§ **GIVEN PASSAGE**:
This article is part of a series for both the April 2020 RPG Blog Carnival and the 2020 Blogging A to Z Challenge.
Ulgrotha, whose name means «Garden», was a small backwater plane, far from Dominaria. The majority of the plane is a Dead Zone, a cursed place that strips way not only the mana but the very life of everything touching it. This effect doesn’t extend in the deep sea and on its surface, provided to remain at large from the shore. Only a small portion of the plane, on the edge of the Greater Sea, was spared from the devastation caused by the Apocalypse Chime, since it was close to an extraplanar rift opened by an ancient planeswalker, deep under the surface. The steady flow of mana kept the area alive and not drinking; an oasis on a plane thirsty for energy. The inhabitants call this region the Homelands.
Most of the humans drifted to the Northern Plains, where they would found the country of Aysen, while goblins and orc found a home within the mountains to the South, naming them Koskun Mountains. The mountain range was already inhabited by the minotaurs, that lived secluded within the vales of the Kher Ridge; they continued with their lives in much the same fashion, relatively unaffected by the dramatic turn of events. Bordered by the Dead Zone, the Sea, and the Koskun Mountains, the eastern swamps were for the most part unpopulated, at least until the arrival of the dwarves first, and Baron Sengir later, who would transform them into his Dark Barony. One forest at the western base of the Koskun mountains still contained many creatures and monsters, some indigenous to the plane, others summoned and left behind. A small island near the Homelands coast also didn’t have the draining effect found elsewhere in the world.
Ulgrotha has a planar portal, which is located in the abandoned dwarven city under Castle Sengir. Where it leads is unknown, although Ulgrotha’s dwarf population emigrated from beyond it. Another portal leads from Dominaria’s Sursi to the Koskun Mountains.
«No secret is forever…»
For your campaign
Feroz’s Ban was a magical shield around the world of Ulgrotha erected in 3910 AR to keep planar entities from harming the plane and its inhabitants.

§ **WRITTEN INSTRUCTION 1**: Copy word for word the part of the passage on Ulgrotha that starts at "For your campaign" and ends at "and its inhabitants.".
§ **WRITTEN INSTRUCTION 2**: Pick up the passage on Ulgrotha after its final sentence and keep writing it.

§ **RECORD EXCERPTS**:
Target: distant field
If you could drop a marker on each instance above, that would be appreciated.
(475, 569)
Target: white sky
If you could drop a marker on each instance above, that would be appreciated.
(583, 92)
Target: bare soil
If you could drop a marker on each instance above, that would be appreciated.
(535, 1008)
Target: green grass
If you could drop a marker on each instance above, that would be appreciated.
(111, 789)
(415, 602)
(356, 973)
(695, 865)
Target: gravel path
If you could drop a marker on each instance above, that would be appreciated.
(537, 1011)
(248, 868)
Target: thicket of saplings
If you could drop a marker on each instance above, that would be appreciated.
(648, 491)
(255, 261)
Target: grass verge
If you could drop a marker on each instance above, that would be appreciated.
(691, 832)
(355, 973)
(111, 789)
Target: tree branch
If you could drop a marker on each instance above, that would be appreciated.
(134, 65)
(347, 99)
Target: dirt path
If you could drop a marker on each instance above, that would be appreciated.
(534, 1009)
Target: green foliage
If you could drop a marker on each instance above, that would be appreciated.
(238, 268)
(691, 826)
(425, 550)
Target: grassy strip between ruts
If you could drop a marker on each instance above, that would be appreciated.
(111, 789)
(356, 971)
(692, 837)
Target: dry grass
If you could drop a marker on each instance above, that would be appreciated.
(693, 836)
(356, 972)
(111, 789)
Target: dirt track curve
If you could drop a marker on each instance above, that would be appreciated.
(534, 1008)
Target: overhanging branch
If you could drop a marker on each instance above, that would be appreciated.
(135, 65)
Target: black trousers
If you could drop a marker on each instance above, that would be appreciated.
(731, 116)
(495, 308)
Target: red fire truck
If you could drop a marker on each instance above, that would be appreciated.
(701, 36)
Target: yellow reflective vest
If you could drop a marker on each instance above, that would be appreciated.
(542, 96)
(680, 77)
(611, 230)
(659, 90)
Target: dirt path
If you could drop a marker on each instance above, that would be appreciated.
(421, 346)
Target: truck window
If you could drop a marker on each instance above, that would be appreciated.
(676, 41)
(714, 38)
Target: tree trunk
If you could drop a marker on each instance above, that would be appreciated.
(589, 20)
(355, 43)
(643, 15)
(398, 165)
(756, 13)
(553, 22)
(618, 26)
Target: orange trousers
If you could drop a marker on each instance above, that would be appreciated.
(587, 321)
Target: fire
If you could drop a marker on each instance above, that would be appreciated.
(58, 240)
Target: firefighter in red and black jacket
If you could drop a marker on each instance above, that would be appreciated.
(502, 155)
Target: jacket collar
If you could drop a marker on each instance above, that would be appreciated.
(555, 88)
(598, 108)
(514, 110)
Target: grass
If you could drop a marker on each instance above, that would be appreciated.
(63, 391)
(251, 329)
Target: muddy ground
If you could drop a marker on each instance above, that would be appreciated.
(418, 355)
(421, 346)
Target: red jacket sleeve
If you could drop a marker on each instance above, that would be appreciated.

§ **EXERCISE ANSWER 1**:
For your campaign
Feroz’s Ban was a magical shield around the world of Ulgrotha erected in 3910 AR to keep planar entities from harming the plane and its inhabitants.

§ **EXERCISE ANSWER 2**:
After witnessing what planar breaches could do to the fragile balance of the plane, Feroz and his wife Serra decided it was time to do something. On their isle, the two settled down to work. Studying the sole mana stream available to the plane, ancient tomes on spell construction, and analyzing one of Serra’s artifacts, a device that could cast an incredibly strong barrier of force, they endeavored for nearly a year. Then, on the night when the flow of mana was at its strongest, for it was solstice on the world where the mana came from, Feroz cast a powerful spell, his Ban, that sealed Ulgrotha off from the other planes. The plan was a complete success, as it prevented Ulgrotha from being visited from, scried upon and even detected by other planes.
New magic item: Everlasting Bottle
Wondrous item, legendary
If a spell scroll containing a spell with a duration different from instantaneous is placed inside the Everlasting Bottle, when you cast such a spell, it has the following effects on it:
- Its range is 30-feet radius sphere with the bottle as its center.
- Its duration becomes permanent.
- Its saving throw DC is 19.
- If the spell has a target, it must be selected from within the range. If the target affected moves beyond that range, it automatically succeeds on the saving throw and the spell ends for it. At that moment, you can select a new target within the range of the spell.
There must be millions of examples of persistent blessings and curses in fantasy literature. I just wanted a generic way to explain them in a campaign… and a way for players to take advantage of such a powerful effect.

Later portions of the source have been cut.